Full disclosure: I'm a mark for Renny Harlin. Always have been since he arrived from his native Finland to blaze a swath through Hollywood like some sort of Norse god with a flowing mane and a rakish charm that translated into a handful of devil-may-care blockbusters. I'd call him the Finnish Michael Bay if Bay weren't still cutting his teeth on commercials while Harlin was unleashing a torrent of entertaining destruction during the early 90s. So it's kind of a bummer that those halcyon days are long gone, a smoky memory trailing the wake of some burned bridges and poor decisions, none of which may have been poorer than the decision to helm "The Legend of Hercules," a film that has little use for its director's panache.

Because this is 2014, this is an origin story (which would no doubt set up a trilogy if it were financially successful), which isn't an altogether bad thing if you know that Greek mythology often served as ancient soap operas, with the familial conflicts especially proving to be bonkers. However, again, because this is 2014, where familiar names are more important than their actual stories,
"The Legend of Hercules" barely resembles the original myth and reconfigures its hero's journey as a cookie-cutter "Gladiator" knock-off.

§ Goal A:
Pull out every line of the records that contains the string "opening", matching its case exactly.
The records are unrelated to the film review.

§ Location annotation dataset excerpts:
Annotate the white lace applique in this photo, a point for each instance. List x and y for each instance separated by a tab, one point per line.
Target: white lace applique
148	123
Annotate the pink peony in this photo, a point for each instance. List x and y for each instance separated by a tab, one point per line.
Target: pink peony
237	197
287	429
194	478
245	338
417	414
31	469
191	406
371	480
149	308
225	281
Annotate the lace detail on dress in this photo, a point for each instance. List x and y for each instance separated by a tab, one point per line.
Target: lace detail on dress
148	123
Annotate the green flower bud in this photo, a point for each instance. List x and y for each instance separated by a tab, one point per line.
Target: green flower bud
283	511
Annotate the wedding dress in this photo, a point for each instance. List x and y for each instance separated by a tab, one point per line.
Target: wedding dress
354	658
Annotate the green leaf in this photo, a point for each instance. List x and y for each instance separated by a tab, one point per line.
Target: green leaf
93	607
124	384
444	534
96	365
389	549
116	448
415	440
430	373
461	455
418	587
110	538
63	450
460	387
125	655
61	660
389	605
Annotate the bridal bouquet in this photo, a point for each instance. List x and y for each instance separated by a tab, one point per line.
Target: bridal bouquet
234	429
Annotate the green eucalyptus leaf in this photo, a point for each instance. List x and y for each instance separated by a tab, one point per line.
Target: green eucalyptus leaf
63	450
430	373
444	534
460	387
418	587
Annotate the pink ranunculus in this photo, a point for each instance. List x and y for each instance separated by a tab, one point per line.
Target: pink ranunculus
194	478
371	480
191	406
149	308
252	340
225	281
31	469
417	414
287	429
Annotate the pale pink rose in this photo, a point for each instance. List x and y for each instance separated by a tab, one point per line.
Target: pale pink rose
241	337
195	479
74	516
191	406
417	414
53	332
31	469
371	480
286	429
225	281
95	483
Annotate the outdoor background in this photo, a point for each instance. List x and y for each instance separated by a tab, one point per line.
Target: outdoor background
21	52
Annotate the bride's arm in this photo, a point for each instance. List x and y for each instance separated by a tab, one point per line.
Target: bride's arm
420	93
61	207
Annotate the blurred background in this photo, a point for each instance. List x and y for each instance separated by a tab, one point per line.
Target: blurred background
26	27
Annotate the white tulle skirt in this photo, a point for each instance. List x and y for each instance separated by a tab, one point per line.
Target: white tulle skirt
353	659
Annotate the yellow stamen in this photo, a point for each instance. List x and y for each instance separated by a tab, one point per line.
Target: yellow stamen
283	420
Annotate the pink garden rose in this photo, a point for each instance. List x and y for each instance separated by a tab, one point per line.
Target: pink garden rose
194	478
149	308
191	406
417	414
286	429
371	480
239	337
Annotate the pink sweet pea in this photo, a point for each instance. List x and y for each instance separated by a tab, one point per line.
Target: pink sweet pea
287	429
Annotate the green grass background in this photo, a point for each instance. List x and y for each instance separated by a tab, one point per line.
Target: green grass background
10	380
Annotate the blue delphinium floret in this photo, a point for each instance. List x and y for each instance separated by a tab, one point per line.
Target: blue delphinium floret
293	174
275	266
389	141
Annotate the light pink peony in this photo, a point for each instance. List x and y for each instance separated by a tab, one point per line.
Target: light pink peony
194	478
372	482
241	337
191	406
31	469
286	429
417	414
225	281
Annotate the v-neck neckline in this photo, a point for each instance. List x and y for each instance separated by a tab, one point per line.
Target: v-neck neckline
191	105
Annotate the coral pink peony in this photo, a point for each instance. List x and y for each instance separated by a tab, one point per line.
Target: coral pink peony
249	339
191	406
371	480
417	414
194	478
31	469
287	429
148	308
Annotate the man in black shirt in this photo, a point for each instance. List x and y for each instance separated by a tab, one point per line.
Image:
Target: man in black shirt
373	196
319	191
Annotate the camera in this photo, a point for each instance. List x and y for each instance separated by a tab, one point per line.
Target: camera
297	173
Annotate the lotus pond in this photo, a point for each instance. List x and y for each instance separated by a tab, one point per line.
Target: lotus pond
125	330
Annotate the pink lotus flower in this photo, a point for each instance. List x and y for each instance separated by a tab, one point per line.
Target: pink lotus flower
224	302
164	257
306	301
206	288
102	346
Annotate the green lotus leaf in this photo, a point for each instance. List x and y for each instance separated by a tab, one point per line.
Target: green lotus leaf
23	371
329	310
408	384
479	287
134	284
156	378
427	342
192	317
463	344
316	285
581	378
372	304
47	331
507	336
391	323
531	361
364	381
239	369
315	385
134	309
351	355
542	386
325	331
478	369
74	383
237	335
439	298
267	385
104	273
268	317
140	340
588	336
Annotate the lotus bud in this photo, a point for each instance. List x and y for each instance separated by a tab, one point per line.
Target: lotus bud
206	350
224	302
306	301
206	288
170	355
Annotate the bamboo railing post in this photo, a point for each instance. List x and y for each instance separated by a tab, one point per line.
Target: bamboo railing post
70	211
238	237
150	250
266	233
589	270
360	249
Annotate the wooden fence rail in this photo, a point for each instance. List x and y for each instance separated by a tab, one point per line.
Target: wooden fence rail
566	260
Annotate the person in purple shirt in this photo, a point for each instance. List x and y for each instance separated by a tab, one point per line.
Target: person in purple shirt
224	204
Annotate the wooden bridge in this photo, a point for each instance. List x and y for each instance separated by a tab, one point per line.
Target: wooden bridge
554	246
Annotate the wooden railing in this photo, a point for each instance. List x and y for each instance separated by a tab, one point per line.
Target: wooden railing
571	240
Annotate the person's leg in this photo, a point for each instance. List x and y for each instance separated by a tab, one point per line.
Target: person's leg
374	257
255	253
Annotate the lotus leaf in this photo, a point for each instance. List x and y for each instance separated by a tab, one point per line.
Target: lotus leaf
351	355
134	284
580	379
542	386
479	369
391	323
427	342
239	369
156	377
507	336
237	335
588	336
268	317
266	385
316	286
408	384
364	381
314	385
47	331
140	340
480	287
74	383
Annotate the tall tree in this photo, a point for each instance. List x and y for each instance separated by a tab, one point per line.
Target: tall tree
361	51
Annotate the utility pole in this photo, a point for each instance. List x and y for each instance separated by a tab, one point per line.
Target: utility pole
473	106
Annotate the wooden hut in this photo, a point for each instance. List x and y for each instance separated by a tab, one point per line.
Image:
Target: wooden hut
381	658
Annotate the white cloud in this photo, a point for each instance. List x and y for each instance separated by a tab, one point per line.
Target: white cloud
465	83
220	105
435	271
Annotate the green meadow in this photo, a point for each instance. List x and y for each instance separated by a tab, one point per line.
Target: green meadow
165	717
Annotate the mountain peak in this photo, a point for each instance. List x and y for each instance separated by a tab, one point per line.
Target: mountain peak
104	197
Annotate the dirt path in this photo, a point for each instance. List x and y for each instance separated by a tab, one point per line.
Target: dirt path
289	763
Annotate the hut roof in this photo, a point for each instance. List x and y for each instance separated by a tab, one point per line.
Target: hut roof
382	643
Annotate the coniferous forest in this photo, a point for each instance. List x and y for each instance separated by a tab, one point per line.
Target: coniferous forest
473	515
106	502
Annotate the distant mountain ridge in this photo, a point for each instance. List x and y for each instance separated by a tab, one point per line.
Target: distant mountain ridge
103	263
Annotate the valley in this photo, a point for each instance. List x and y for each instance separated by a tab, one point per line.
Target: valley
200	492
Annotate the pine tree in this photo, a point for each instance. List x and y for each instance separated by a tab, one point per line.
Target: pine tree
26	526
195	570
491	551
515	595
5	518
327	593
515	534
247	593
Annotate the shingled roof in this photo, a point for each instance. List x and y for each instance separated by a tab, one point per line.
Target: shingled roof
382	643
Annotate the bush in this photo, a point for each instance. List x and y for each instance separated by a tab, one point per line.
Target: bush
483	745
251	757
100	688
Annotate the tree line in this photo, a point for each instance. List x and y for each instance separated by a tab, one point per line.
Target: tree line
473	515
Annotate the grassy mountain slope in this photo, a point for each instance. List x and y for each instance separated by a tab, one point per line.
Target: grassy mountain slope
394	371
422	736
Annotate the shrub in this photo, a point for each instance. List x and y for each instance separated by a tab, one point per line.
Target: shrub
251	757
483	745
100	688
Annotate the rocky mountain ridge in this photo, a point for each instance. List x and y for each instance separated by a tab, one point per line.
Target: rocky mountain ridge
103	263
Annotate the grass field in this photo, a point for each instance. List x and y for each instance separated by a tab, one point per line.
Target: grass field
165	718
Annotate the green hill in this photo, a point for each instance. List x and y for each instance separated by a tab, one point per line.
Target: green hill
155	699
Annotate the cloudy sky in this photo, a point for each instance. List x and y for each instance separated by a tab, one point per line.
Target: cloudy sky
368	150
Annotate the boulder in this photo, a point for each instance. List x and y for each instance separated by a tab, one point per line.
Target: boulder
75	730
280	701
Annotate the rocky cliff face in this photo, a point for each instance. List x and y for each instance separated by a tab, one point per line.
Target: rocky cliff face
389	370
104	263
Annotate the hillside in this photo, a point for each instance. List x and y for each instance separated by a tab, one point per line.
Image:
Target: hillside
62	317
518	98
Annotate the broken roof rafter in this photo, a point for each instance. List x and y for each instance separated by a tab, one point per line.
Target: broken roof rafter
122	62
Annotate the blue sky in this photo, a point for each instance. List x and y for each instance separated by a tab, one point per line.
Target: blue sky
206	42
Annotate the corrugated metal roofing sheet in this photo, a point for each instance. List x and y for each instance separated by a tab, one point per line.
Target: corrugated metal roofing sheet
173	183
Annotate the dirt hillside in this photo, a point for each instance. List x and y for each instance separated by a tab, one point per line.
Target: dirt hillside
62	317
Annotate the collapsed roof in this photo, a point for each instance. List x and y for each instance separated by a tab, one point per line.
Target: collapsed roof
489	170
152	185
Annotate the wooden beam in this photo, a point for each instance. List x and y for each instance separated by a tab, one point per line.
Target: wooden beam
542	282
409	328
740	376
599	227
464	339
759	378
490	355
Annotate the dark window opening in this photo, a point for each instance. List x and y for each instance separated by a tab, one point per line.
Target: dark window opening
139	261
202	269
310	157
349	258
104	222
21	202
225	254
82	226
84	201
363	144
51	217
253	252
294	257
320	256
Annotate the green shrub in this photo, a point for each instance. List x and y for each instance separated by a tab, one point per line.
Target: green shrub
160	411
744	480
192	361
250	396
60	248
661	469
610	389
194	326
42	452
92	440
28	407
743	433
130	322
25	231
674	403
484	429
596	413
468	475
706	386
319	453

§ Goal B:
According to the film review, which film is "The Legend of Hercules" a knock-off of?

§ Output A:
Annotate the dark window opening in this photo, a point for each instance. List x and y for each instance separated by a tab, one point per line.
Target: dark window opening

§ Output B:
"Gladiator"